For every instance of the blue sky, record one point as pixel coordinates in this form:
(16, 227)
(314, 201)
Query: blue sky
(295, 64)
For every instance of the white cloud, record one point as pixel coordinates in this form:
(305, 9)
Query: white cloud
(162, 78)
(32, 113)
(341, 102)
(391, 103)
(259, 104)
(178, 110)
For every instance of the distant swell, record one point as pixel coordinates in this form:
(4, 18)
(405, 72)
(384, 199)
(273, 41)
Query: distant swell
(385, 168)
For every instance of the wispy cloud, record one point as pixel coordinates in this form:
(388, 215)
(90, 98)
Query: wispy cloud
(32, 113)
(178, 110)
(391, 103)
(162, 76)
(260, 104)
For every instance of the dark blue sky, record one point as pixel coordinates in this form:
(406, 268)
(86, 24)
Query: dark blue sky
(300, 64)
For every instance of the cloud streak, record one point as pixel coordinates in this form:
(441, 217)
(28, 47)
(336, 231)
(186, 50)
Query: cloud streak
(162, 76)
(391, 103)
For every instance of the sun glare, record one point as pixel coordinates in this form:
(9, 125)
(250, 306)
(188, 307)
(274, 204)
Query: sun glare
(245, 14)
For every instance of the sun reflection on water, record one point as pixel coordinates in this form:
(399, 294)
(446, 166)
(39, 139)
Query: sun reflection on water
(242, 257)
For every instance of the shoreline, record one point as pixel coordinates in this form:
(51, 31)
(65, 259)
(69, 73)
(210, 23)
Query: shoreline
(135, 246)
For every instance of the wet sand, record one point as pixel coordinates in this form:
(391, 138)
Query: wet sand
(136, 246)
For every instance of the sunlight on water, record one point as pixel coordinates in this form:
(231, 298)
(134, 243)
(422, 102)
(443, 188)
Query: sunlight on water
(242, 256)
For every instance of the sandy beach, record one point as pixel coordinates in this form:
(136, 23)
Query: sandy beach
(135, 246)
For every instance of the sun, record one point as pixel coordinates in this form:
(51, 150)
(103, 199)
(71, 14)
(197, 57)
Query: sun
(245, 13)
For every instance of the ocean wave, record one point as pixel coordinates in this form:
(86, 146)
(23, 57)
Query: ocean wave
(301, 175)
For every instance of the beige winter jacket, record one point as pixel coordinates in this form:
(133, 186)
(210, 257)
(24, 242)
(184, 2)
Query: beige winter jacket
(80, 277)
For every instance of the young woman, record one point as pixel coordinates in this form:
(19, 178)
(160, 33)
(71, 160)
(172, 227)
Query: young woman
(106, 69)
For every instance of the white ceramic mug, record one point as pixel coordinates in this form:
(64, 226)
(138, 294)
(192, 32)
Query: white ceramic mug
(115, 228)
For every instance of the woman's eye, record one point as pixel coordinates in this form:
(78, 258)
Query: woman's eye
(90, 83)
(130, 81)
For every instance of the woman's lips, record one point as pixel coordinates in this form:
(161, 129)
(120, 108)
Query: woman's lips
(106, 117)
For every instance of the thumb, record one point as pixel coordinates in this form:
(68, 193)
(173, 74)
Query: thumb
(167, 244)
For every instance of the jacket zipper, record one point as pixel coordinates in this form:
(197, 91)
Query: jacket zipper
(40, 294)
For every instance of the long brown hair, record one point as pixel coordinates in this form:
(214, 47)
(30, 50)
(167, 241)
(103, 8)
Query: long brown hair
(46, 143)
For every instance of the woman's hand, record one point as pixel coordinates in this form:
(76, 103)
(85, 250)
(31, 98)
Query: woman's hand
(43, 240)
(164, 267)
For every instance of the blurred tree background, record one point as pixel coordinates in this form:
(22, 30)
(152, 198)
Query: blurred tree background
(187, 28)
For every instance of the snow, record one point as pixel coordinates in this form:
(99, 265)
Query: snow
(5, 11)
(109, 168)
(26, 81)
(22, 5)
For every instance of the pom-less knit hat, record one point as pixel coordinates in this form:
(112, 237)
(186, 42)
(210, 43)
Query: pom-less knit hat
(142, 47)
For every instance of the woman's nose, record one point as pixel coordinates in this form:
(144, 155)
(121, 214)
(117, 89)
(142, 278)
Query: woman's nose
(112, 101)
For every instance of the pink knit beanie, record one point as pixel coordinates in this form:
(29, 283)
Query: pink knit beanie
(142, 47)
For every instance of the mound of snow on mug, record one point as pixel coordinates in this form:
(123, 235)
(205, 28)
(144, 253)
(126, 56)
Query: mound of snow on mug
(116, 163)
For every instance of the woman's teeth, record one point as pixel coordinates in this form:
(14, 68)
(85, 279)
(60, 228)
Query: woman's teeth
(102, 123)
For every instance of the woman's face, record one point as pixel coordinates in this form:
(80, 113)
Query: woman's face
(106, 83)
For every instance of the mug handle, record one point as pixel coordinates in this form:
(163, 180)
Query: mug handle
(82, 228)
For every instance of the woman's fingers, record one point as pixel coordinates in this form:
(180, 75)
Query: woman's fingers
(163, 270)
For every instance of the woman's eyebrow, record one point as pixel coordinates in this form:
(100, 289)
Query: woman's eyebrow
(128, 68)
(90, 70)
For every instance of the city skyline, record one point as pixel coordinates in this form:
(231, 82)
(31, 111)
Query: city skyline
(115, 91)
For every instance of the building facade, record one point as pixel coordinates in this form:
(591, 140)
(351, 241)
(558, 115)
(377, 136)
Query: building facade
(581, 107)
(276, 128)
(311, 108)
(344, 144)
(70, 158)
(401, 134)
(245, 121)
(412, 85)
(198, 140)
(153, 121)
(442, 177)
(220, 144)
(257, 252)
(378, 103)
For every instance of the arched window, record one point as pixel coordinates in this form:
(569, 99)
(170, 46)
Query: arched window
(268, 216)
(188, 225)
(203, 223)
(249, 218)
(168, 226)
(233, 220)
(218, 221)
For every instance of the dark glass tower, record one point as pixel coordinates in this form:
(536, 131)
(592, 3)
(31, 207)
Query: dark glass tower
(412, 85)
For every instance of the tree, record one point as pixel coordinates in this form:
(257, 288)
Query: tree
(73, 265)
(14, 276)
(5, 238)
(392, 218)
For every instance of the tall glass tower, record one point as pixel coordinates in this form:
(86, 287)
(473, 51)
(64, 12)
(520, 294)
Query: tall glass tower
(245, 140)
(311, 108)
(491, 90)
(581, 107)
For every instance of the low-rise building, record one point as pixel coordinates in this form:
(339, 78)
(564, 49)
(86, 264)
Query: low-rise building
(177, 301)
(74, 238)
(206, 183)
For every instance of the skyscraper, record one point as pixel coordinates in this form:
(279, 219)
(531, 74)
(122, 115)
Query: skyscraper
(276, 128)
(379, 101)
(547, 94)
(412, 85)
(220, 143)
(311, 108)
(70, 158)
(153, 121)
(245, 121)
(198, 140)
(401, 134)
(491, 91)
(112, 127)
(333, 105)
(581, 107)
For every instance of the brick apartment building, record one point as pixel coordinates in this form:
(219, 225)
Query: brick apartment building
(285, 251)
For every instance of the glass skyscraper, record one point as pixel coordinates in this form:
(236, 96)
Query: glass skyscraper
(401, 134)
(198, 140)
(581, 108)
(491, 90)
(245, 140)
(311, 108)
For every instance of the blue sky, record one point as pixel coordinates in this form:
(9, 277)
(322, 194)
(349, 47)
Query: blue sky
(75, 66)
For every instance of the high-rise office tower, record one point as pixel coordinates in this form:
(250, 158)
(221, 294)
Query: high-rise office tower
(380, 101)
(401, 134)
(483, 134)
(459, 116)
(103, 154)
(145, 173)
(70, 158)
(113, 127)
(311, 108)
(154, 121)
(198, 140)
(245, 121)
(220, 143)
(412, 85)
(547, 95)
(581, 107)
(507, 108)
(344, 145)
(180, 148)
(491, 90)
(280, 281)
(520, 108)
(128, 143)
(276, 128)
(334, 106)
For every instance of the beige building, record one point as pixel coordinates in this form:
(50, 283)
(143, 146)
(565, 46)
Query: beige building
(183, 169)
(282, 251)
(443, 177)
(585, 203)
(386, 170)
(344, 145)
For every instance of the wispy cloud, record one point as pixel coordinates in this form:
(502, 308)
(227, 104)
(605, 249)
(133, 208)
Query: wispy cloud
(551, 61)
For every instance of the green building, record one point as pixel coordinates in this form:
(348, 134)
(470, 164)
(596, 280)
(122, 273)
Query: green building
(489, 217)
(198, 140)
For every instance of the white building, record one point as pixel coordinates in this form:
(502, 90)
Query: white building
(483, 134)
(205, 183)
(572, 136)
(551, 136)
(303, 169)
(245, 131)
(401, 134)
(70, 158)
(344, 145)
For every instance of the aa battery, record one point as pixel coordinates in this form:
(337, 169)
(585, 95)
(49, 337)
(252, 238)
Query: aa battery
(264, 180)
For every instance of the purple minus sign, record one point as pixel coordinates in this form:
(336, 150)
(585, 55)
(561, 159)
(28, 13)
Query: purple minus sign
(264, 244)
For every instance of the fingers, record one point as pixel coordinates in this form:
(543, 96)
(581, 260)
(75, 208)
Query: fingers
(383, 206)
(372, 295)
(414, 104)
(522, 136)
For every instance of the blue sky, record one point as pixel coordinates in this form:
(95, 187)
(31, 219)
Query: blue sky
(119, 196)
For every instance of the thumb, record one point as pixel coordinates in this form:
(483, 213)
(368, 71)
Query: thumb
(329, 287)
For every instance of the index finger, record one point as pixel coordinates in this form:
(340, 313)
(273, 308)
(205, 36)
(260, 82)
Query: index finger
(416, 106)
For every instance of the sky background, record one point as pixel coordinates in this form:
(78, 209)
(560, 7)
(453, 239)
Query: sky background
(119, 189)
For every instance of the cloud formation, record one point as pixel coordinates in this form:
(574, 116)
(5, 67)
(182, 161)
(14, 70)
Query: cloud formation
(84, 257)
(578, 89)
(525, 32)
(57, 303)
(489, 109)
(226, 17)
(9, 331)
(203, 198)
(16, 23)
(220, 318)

__________________________________________________

EXERCISE PROMPT:
Your answer should consist of the lines from the line with "Query: snow" to the line with "For every instance of the woman's nose, record" above, repeated exactly, both ends included.

REPLY TO THE EXERCISE:
Query: snow
(5, 11)
(109, 168)
(26, 81)
(22, 5)
For every instance of the pom-less knit hat, record one point as pixel coordinates in this form:
(112, 237)
(186, 42)
(210, 43)
Query: pom-less knit hat
(142, 47)
For every instance of the woman's nose, record one point as pixel coordinates in this form:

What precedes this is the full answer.